# WHAT YOU WILL DO
Can you print, word for word, the lines in the items below from the line containing "</instance>" through the line containing "positive clicks: (248, 56)", both included?
++++ DATA TO USE
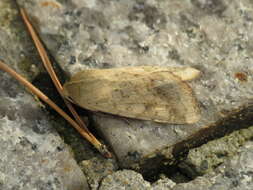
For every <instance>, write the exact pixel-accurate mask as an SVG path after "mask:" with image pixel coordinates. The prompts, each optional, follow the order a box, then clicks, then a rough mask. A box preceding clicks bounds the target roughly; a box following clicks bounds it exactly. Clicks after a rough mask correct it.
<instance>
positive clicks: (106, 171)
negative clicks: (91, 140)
mask: <svg viewBox="0 0 253 190" xmlns="http://www.w3.org/2000/svg"><path fill="white" fill-rule="evenodd" d="M79 165H80V166H81V168H82V170H83V172H84V174H85V175H86V177H87V180H88V183H89V186H90V188H91V189H94V190H95V189H98V187H99V185H100V183H101V180H102V179H103V178H104V177H106V176H107V175H111V174H112V173H114V172H115V171H116V170H117V169H118V166H117V163H116V162H115V160H112V159H104V158H101V157H95V158H93V159H90V160H84V161H82V162H81V163H80V164H79Z"/></svg>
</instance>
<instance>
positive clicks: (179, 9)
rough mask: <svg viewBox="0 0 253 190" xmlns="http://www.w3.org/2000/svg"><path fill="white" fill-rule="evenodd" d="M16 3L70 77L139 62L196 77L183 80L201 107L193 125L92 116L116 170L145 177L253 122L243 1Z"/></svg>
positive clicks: (248, 56)
mask: <svg viewBox="0 0 253 190" xmlns="http://www.w3.org/2000/svg"><path fill="white" fill-rule="evenodd" d="M17 1H18V3H19V4H20V5H21V6H23V7H25V9H26V10H27V12H28V14H29V15H30V17H31V20H32V22H33V24H34V25H35V26H36V28H37V29H38V31H39V34H40V36H41V38H42V39H43V41H44V43H45V44H46V46H47V48H48V49H49V50H50V53H51V54H52V55H53V56H54V58H55V59H56V60H57V62H58V63H59V64H60V65H61V67H62V68H63V69H64V70H65V71H66V72H68V73H69V74H73V73H75V72H76V71H78V70H80V69H85V68H92V67H95V68H105V67H122V66H137V65H159V66H186V65H187V66H192V67H195V68H197V69H199V70H200V71H201V72H202V75H201V77H200V78H199V79H197V80H194V81H191V82H189V85H190V86H191V87H192V89H193V91H194V93H195V96H196V98H197V100H198V102H199V106H200V109H201V115H202V117H201V120H200V121H199V122H198V123H196V124H193V125H171V124H158V123H154V122H146V121H140V120H134V119H127V120H126V119H122V118H121V117H118V116H111V115H108V114H107V115H103V114H97V115H95V114H94V121H95V124H96V127H97V129H98V130H99V131H100V132H101V133H102V135H103V136H104V137H105V139H106V141H107V142H109V144H110V145H111V147H112V148H113V150H114V152H115V154H116V155H117V157H118V159H119V162H120V164H121V166H122V167H128V168H129V167H131V168H134V169H136V170H139V171H142V172H145V170H146V172H148V171H150V170H153V169H155V168H157V166H158V165H161V164H164V163H167V162H168V161H170V160H173V157H174V156H175V155H178V154H179V153H181V152H183V151H185V150H188V149H189V148H191V147H194V146H197V145H200V144H202V143H204V142H206V141H208V140H210V139H213V138H216V137H219V136H223V135H224V134H226V133H228V132H231V131H232V130H234V129H237V128H242V127H247V126H249V123H252V119H251V118H252V110H253V108H252V107H253V106H252V98H253V89H252V83H253V80H252V72H253V64H251V63H252V61H253V56H252V45H251V44H252V41H253V36H252V26H253V25H252V19H253V18H252V14H251V12H252V9H253V5H252V3H250V2H249V1H247V0H242V1H240V5H239V4H238V1H236V0H233V1H229V0H218V1H217V0H216V1H214V0H212V1H209V0H208V1H198V0H196V1H195V0H194V1H182V2H181V1H180V2H179V1H177V0H172V1H152V0H149V1H145V2H142V1H81V0H70V1H59V2H56V1H53V2H55V3H45V2H44V1H42V0H33V1H31V0H28V1H27V0H26V1H24V0H17ZM245 7H247V8H245ZM231 124H233V125H231ZM231 126H232V127H231Z"/></svg>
++++++++
# EXPECTED OUTPUT
</instance>
<instance>
positive clicks: (179, 9)
rough mask: <svg viewBox="0 0 253 190" xmlns="http://www.w3.org/2000/svg"><path fill="white" fill-rule="evenodd" d="M16 3L70 77L139 62L196 77L183 80L201 107L193 125L92 116L116 170L145 177L253 122L243 1Z"/></svg>
positive clicks: (248, 56)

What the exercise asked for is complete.